— Start Excerpted data —

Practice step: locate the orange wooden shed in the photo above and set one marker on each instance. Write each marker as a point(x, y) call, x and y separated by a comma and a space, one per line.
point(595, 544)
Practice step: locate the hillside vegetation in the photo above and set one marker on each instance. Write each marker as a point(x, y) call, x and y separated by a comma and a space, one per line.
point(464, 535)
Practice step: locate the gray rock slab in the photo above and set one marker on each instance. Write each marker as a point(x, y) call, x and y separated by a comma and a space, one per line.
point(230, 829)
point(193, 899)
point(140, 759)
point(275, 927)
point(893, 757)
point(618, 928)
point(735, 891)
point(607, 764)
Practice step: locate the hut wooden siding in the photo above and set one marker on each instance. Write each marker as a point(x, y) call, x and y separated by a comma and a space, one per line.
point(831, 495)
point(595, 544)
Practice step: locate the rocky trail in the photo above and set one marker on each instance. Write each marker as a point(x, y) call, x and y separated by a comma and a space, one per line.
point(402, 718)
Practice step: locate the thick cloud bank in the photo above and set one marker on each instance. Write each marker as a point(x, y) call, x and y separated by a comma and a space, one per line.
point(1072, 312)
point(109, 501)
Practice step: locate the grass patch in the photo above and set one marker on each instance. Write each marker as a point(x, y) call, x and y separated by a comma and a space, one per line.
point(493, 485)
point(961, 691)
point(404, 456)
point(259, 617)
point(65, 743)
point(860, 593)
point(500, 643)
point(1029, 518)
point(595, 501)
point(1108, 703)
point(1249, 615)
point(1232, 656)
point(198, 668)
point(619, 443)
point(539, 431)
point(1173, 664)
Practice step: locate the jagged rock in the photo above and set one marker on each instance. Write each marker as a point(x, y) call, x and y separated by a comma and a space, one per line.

— End Excerpted data —
— Start Excerpted data —

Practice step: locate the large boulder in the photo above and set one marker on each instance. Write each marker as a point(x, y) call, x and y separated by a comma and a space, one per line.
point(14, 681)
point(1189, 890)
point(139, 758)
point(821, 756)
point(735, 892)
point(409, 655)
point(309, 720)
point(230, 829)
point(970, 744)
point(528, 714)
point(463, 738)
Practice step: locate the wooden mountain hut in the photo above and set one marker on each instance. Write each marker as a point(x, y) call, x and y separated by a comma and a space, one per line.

— End Excerpted data —

### [What is asked]
Please rewrite the part of the listing that opens with the line containing "Practice step: locate the orange" and closes with the line containing "point(464, 535)", keeping the requests, and scale every coordinate in the answers by 2.05, rounding to whole numbers with halves going up. Give back only these lines.

### [Written response]
Practice step: locate the orange wooden shed in the photo above and set one marker on each instance. Write each marker as a point(x, y) call, x and y separated by a comma and a space, one per line.
point(1220, 1115)
Practice step: locate the hillside vegetation in the photo above and set one marker on each instance. Write each marker as a point(x, y) call, x and y separated by a comma and a space, one per line.
point(951, 1097)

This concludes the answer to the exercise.